* PROBLEMS TO SOLVE:
1. In the text on the Crimea crisis, which leader was toppled?
2. Print everything in the Crimea crisis text from "All of this" down to "about to breakout.".

* GIVEN TEXT:

===============

You might have been forgiven if you hadn’t been paying close attention to the Ukrainian Revolution two months ago when it was a long and violent standoff between the Ukrainian government and its people. Kiev square looked like a war zone and reports, while increasingly dire, were not necessarily front page news. But since the toppling of the pro-Russian Ukrainian President Victor Yanukovych it has been impossible to not pay attention to the exploding diplomatic mess of the Crimea.

As of this morning it appears that Vladimir Putin is going to annex the Crimea, much to Ukraine’s dismay, Europe’s frustrations and America’s exhaustion. The crisis is also far from over. The Ukrainian government (now mostly pro-western Europe) is saying that that will not allow such a loss of territory, EU and US sanctions are targeting Russian oligarchs. France is promising to cancel an order of military ships to Russia if Britain punishes Russian billionaire’s living in London. Russia seems relatively unfazed by any of this and seems to know that regardless of what legal reasons may exist that could start a war, few seem interested in shedding blood for the Ukraine.

All of this is obviously upsetting markets. Over the last month the global markets, and especially European markets have taken significant hits over concerns that some kind of conflict is about to breakout.

===============

Rows from a pointing dataset:
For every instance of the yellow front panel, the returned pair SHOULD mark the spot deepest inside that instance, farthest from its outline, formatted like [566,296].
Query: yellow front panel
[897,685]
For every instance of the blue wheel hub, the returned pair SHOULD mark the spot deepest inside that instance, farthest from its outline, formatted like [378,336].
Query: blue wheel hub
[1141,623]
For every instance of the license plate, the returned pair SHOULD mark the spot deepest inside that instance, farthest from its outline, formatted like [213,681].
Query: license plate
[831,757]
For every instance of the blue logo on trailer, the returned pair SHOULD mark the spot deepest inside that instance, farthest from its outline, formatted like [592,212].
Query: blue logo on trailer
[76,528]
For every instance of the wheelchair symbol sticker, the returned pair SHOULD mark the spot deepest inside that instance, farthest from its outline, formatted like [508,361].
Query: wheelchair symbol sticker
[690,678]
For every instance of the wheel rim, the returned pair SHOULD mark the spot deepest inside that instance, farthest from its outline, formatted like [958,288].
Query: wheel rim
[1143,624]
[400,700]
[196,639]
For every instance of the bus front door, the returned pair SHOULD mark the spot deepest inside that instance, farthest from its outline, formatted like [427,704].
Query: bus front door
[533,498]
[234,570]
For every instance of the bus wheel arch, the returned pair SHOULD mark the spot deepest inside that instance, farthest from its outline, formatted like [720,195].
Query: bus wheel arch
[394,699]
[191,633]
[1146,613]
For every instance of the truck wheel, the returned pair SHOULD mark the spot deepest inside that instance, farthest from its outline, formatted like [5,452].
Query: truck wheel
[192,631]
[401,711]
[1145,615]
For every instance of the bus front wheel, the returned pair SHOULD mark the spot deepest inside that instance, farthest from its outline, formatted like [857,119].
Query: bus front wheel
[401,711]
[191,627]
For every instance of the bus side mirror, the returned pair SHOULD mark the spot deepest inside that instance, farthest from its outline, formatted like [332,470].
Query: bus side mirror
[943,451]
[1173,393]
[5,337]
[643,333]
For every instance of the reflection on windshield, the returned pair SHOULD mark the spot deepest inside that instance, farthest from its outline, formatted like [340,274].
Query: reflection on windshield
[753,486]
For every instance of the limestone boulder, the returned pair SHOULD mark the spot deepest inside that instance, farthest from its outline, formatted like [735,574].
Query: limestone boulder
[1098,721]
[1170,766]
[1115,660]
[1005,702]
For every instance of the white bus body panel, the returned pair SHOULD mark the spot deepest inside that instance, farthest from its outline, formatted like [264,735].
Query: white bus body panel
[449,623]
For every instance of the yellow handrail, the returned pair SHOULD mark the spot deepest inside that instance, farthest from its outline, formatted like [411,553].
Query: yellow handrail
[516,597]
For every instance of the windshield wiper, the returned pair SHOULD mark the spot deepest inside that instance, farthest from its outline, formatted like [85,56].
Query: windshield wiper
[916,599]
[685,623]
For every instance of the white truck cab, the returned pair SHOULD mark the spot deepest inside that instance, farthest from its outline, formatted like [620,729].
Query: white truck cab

===============

* ANSWERS BY TASK:
1. The pro-Russian Ukrainian President Victor Yanukovych.

2.
All of this is obviously upsetting markets. Over the last month the global markets, and especially European markets have taken significant hits over concerns that some kind of conflict is about to breakout.